EXERCISE:
Print the listing as it stands, omitting all images.

*** Opening of RECORDS FOR THIS TASK ***

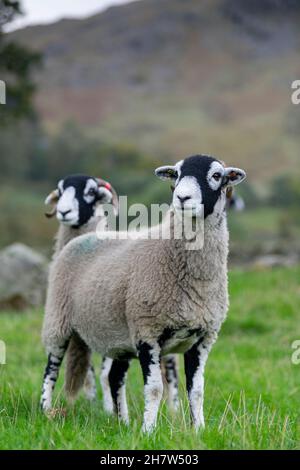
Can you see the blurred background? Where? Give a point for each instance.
(115, 88)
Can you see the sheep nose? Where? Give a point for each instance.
(182, 199)
(64, 213)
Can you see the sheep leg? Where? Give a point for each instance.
(104, 380)
(55, 359)
(117, 376)
(171, 376)
(90, 384)
(194, 364)
(149, 357)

*** Close of RECORDS FOR THIS TASK ***

RESPONSE AREA:
Can you see the blurred background? Where? Give a point for each instance.
(115, 88)
Can you see the sheep nose? Where? Give a point for each instance.
(182, 199)
(64, 213)
Can you see the sheep leg? Where? Give a point for each instance.
(104, 380)
(55, 359)
(117, 376)
(171, 376)
(90, 384)
(194, 364)
(149, 357)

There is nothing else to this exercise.